Devastating Forest Fire Season Shows Urgent Need For A Shift In Fire And Forest Management, Towards Co-Existing With Fire

by | Sep 1, 2023 | 2023, Logging & Sawmilling Journal, September/October, The Last Word

Wildfires have laid siege to British Columbia in 2023. Residents outside the province’s Lower Mainland region have endured a prolonged and surreal environment of fear and uncertainty, filled with toxic smoke and flurries of evacuation alerts and orders.

As a result, residents have prepared for the worst; many a bag of valuables and survival gear has been stashed behind the couch, ready to grab and flee at a moment’s notice.

The byproducts of a warming climate are being demonstrated through extremes, from droughts to floods. The unpredictable wildfires are tough on people, the landscape and all the natural populations it sustains.

B.C.’s forest fire statistics have been re-written on an almost daily basis during the months of spring and summer. Land lost to wildfires in 2017, 2018 and 2021 set records—but the terrible trio’s toll was eclipsed by July in 2023, the beginning of what is traditionally the start of the worst two forest fire months of the season.

BC Wildfire Service experts suspect lightning ignited the Donnie Creek blaze in May. It had consumed more than 6,000 square kilometres of forest land by July, the largest forest fire in the land. Despite ebbs and flows during the summer, the wildfire service anticipates the blaze will continue burning into the winter—and perhaps through it.

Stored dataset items
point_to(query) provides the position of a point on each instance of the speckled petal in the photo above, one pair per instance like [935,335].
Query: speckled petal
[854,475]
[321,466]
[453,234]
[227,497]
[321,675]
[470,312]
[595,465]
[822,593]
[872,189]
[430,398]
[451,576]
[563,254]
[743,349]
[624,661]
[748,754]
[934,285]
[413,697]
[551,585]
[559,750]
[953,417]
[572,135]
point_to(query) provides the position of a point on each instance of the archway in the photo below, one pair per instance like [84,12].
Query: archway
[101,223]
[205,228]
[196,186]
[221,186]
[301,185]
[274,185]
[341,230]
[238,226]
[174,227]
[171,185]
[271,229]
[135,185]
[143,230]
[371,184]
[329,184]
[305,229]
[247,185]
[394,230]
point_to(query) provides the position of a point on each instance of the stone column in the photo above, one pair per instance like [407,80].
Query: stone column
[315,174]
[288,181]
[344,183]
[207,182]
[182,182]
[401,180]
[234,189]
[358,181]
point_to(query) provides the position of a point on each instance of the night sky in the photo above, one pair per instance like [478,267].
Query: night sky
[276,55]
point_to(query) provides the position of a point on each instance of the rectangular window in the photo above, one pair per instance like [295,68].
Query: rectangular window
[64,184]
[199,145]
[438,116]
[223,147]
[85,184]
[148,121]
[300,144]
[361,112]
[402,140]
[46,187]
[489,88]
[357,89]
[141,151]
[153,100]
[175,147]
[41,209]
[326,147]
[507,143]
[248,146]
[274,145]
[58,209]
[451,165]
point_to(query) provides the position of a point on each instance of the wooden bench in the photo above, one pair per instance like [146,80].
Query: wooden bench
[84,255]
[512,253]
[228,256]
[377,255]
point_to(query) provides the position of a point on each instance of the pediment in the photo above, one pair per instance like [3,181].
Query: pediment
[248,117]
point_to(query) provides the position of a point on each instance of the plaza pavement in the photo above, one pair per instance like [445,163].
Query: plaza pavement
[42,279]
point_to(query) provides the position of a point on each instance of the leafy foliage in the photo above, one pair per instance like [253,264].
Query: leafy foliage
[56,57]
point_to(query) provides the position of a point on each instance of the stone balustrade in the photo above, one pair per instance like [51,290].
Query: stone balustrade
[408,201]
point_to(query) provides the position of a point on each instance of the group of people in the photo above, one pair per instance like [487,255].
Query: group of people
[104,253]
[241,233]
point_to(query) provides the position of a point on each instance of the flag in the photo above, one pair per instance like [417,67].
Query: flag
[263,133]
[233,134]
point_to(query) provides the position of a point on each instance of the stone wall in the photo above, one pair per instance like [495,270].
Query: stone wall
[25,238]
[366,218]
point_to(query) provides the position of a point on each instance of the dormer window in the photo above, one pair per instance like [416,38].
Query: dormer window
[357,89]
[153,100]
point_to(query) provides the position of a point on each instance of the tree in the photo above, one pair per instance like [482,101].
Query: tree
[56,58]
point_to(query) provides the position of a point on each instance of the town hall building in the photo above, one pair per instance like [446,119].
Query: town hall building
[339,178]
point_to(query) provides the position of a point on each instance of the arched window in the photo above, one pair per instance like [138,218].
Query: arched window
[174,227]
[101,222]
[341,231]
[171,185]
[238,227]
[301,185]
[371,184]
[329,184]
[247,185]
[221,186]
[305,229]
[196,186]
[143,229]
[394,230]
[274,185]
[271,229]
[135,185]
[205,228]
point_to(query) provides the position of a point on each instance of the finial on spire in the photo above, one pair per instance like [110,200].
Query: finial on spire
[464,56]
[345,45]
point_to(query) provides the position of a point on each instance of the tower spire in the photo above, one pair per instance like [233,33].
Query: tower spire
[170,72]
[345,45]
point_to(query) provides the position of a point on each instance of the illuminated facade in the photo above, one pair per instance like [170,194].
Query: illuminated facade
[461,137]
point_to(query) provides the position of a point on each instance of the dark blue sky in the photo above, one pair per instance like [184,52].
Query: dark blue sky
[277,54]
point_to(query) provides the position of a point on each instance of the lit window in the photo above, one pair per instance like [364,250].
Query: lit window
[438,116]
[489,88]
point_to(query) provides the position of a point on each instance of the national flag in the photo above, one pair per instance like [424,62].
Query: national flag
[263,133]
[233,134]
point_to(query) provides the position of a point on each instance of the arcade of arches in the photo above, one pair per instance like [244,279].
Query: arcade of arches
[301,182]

### Work request A
According to the wildfire article, what do BC Wildfire Service experts suspect ignited the Donnie Creek blaze?
### Work request B
Translate this sentence from the wildfire article into French: "Wildfires have laid siege to British Columbia in 2023."

### Task result A
Lightning.

### Task result B
Les feux de forêt ont assiégé la Colombie-Britannique en 2023.